→ SOURCE PASSAGE:
=-=-=
Saturday, March 4, 2023

All Will Be One Type 4 Review

Hellllooooooo everyone and welcome back to another Type 4 Set Review, this time focusing on Phyrexia: All Will Be One.  The set looks super cool from initial impressions so let’s see what sort of stuff we have!

Elesh Norn, Mother of Machines: Reasonable body, with a very potent effect.  Any permanent having double triggers is super strong, and cutting off those of your opponents can neuter a lot of their impact.  That said, no immediate board impact, no real protection for herself, and as your only creature she’s not really good at all.  Probably annoying as hell in EDH but only a mid-tier threat here.

The Eternal Wanderer: Not the best Planeswalker for the format, but definitely one of the stronger ones.  In-built protection against swarm attacks, first two abilities provide good utility, and the ult can come down immediately for an excellent effect.  Very cool card.
=-=-=
→ Items for boundary labeling:
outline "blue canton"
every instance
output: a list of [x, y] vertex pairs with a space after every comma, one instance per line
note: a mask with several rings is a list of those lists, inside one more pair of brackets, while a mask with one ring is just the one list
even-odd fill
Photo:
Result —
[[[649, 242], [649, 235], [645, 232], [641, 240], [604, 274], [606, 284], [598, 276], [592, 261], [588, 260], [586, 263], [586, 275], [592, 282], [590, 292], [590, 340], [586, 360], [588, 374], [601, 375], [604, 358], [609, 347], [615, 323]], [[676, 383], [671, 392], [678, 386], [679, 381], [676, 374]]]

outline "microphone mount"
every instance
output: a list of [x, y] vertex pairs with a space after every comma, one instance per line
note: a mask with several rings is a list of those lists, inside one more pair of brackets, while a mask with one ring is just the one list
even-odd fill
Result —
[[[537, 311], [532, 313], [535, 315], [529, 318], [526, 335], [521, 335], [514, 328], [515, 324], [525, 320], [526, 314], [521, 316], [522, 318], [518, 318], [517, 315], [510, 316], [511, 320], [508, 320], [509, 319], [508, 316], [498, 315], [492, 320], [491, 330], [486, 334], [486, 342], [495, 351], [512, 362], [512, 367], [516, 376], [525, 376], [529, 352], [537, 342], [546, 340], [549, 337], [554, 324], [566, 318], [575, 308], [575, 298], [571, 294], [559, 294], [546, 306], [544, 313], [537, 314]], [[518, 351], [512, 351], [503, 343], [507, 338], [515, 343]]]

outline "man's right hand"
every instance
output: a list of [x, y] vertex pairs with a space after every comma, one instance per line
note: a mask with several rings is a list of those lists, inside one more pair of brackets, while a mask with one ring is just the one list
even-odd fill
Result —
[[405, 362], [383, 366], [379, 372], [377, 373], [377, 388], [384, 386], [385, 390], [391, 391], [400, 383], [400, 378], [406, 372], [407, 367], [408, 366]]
=-=-=
→ WHAT YOU SHOULD DO: Please pick up the All Will Be One Type 4 review after its final sentence and carry it on in the same voice.

→ EXPECTED ANSWER:
Mondrak, Glory Dominus: While this looks exciting, a 4/4 with maybe indestructible isn’t all that good, and it needs you to cast another spell for it to be good at all.  Pass for me.

Phyrexian Vindicator: Big, scary, and impossible to kill with damage (and turns off damage based mass removal too).  A classic card for the format, but classic cards aren’t at their best these days.  Still, worth a look.

Vanish into Eternity: Is this a reprint?  It looks like one.  But regardless, this is the generic “great removal spell” of the set, which is still great and makes not having expensive older cards way easier.  Swords is finally obsolete in the format.

Blue Sun’s Twilight: Steal a guy, and get a 2nd of them.  Very good card for the format, definitely something your target is going to want to counter.  Getting all the sweet ETB effects is fantastic too.

Reject Imperfection: Cancel with set ability.  There’s always one.  This one isn’t very good.  Play it if you need some.

Tamiyo’s Logbook: Another tome, which are again plentiful in the format at this point.  Some are always fun to use, and this is as good as most of the others.

Black Sun’s Twilight: I thought the Blue one would be best, but damn does this give it a run for the money.  Kill their threat, get one of yours back, all at instant speed.  Fantastic card.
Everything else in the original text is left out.